### WHAT YOU ARE ASKED TO DO
Format every line of the listing below as a two-column Markdown table headed Row and Line, with a running row number beside each line. Omit blank lines and leave out the pictures.

### RECORDS SHOWN
-----

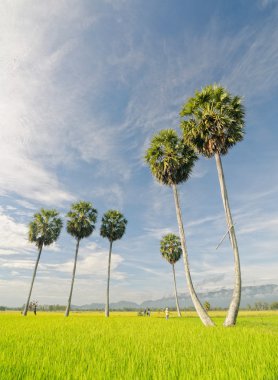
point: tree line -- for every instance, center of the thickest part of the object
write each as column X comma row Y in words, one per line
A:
column 46, row 227
column 211, row 122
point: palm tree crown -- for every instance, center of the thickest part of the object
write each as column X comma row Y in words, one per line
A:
column 214, row 120
column 113, row 225
column 45, row 228
column 170, row 248
column 82, row 219
column 170, row 160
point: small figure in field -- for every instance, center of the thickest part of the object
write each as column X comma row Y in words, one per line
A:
column 33, row 306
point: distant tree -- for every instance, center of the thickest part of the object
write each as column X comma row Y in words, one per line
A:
column 113, row 227
column 171, row 163
column 214, row 123
column 43, row 231
column 274, row 306
column 81, row 224
column 207, row 306
column 170, row 248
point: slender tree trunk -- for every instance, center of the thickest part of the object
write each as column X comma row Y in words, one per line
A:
column 235, row 302
column 108, row 281
column 72, row 281
column 33, row 279
column 197, row 304
column 176, row 293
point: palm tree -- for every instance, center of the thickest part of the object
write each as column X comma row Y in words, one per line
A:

-----

### REPLY TO THE EXERCISE
| Row | Line |
|---|---|
| 1 | point: tree line -- for every instance, center of the thickest part of the object |
| 2 | write each as column X comma row Y in words, one per line |
| 3 | A: |
| 4 | column 46, row 227 |
| 5 | column 211, row 122 |
| 6 | point: palm tree crown -- for every instance, center of the thickest part of the object |
| 7 | write each as column X comma row Y in words, one per line |
| 8 | A: |
| 9 | column 214, row 120 |
| 10 | column 113, row 225 |
| 11 | column 45, row 228 |
| 12 | column 170, row 248 |
| 13 | column 82, row 219 |
| 14 | column 170, row 160 |
| 15 | point: small figure in field -- for every instance, center of the thickest part of the object |
| 16 | write each as column X comma row Y in words, one per line |
| 17 | A: |
| 18 | column 33, row 306 |
| 19 | point: distant tree -- for every instance, center of the thickest part of the object |
| 20 | write each as column X comma row Y in words, one per line |
| 21 | A: |
| 22 | column 113, row 227 |
| 23 | column 171, row 163 |
| 24 | column 214, row 123 |
| 25 | column 43, row 231 |
| 26 | column 274, row 306 |
| 27 | column 81, row 224 |
| 28 | column 207, row 306 |
| 29 | column 170, row 248 |
| 30 | point: slender tree trunk -- for every instance, center of the thickest part of the object |
| 31 | write each as column X comma row Y in words, one per line |
| 32 | A: |
| 33 | column 235, row 302 |
| 34 | column 108, row 281 |
| 35 | column 72, row 281 |
| 36 | column 33, row 279 |
| 37 | column 197, row 304 |
| 38 | column 176, row 293 |
| 39 | point: palm tree -- for every instance, center of the thickest part of the object |
| 40 | write each as column X comma row Y in words, one per line |
| 41 | A: |